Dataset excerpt
============

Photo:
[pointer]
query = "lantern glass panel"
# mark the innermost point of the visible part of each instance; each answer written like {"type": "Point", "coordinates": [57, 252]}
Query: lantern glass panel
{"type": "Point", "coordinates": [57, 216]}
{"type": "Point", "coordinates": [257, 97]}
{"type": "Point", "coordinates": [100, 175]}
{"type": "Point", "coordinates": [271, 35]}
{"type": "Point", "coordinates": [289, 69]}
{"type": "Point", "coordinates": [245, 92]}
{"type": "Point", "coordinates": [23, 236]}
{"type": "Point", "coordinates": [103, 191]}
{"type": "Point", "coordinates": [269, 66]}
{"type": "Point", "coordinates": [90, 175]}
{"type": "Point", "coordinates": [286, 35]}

============

**STATED PROBLEM**
Copy these lines over without any changes.

**REPLY**
Photo:
[pointer]
query = "lantern glass panel"
# mark the innermost point of the visible part of each instance; each answer written like {"type": "Point", "coordinates": [57, 252]}
Query: lantern glass panel
{"type": "Point", "coordinates": [57, 216]}
{"type": "Point", "coordinates": [257, 97]}
{"type": "Point", "coordinates": [100, 175]}
{"type": "Point", "coordinates": [271, 35]}
{"type": "Point", "coordinates": [289, 69]}
{"type": "Point", "coordinates": [245, 92]}
{"type": "Point", "coordinates": [23, 236]}
{"type": "Point", "coordinates": [103, 191]}
{"type": "Point", "coordinates": [269, 66]}
{"type": "Point", "coordinates": [90, 175]}
{"type": "Point", "coordinates": [286, 35]}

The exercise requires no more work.